= Given instruction =
Copy word for word each line of the data below, starting at the line that contains "In this exercise you will label the pale" and continuing through the last line of the data.

= Task material =

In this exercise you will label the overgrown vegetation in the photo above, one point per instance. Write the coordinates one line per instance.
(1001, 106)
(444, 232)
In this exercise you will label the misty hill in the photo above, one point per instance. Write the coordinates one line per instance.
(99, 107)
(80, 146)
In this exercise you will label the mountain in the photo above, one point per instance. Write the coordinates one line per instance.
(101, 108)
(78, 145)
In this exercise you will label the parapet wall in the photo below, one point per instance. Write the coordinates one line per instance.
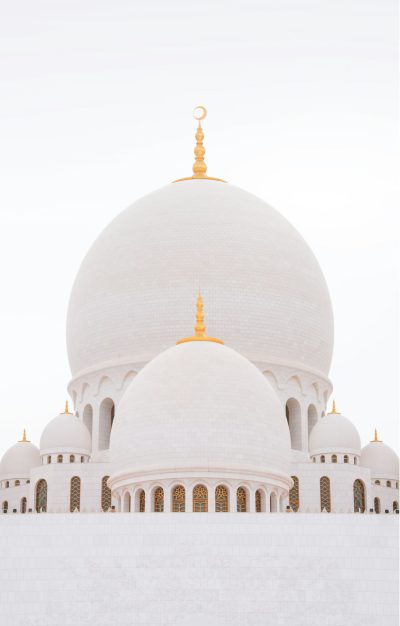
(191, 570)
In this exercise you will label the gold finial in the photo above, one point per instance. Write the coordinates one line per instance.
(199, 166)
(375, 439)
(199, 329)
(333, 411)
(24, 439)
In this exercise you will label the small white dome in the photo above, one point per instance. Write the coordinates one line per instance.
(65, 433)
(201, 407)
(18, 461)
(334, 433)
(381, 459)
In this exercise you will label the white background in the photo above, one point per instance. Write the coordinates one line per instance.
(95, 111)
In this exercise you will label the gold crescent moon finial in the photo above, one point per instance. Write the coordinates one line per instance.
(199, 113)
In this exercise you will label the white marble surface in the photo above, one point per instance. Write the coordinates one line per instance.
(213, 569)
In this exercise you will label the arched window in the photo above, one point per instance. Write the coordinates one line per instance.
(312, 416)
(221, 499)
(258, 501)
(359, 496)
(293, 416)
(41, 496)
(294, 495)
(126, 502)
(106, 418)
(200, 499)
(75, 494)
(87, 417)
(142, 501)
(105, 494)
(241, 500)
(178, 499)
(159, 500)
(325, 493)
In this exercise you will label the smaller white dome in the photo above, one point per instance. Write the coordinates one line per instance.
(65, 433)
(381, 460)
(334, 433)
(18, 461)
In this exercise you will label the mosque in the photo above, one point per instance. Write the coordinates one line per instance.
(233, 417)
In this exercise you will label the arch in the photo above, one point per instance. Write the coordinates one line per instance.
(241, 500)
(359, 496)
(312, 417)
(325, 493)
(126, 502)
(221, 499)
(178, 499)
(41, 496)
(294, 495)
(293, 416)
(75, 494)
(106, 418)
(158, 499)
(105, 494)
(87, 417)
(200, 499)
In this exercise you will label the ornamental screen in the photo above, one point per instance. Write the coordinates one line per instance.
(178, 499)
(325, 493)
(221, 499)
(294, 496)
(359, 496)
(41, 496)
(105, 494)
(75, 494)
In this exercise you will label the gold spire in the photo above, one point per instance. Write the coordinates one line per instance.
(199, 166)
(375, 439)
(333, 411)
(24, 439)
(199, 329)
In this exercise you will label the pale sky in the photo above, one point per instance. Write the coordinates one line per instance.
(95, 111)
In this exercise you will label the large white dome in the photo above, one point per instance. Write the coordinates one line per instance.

= Final answer =
In this exercise you will label the pale sky in the photo above, one point per instance. Write the coordinates one line per instance.
(95, 111)
In this exercise you will label the large white dome in the photo above, one point per instance. Write the coordinates one line per instance.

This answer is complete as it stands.